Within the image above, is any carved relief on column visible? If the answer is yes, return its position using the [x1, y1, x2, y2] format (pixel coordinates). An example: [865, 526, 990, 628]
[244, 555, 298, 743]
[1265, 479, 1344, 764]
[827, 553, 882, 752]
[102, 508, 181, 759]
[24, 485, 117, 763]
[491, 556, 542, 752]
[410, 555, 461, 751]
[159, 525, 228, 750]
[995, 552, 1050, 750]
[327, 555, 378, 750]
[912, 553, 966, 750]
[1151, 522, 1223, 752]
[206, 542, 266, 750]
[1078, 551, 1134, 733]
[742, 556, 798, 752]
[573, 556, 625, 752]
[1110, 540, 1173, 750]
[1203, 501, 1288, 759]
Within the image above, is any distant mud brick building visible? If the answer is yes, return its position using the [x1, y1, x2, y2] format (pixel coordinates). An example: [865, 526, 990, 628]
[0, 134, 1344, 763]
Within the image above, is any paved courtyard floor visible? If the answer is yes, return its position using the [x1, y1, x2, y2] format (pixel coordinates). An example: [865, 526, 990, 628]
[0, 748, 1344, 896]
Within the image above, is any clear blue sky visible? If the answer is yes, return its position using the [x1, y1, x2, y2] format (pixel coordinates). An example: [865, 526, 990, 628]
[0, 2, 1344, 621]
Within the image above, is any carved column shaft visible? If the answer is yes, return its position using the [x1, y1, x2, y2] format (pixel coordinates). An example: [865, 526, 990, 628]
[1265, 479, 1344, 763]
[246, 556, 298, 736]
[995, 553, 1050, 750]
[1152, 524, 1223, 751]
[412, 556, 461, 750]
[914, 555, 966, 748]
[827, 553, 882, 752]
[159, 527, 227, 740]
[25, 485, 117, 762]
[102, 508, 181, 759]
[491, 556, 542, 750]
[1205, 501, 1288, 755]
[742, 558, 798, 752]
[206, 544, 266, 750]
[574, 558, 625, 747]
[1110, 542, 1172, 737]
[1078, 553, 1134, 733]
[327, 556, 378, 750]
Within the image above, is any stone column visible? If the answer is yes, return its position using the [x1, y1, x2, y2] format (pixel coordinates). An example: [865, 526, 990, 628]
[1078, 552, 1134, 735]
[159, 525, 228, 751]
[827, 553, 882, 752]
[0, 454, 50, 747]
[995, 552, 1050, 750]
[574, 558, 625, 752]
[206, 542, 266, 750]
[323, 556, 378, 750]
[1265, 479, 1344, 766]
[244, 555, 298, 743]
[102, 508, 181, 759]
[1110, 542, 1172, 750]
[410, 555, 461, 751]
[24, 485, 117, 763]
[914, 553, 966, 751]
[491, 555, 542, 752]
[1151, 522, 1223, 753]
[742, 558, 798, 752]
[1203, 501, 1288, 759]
┄┄┄┄┄┄┄┄┄┄
• STATED PROBLEM:
Quote the material word for word, from the line containing "Within the image above, is any stone" through the last line of the material, including both ends.

• FULL ANSWER:
Within the image above, is any stone column visible? If the answer is yes, return its position using the [x1, y1, x2, y2] format (pixel coordinates). An example: [865, 526, 990, 628]
[1078, 552, 1134, 735]
[159, 525, 228, 751]
[827, 553, 882, 752]
[0, 454, 50, 747]
[995, 552, 1050, 750]
[574, 558, 625, 752]
[206, 542, 266, 750]
[323, 556, 378, 750]
[1265, 479, 1344, 766]
[244, 555, 298, 743]
[102, 508, 181, 759]
[1110, 542, 1172, 750]
[410, 555, 461, 751]
[24, 485, 117, 763]
[914, 553, 966, 751]
[491, 555, 542, 752]
[1151, 522, 1223, 753]
[742, 558, 798, 752]
[1203, 501, 1288, 759]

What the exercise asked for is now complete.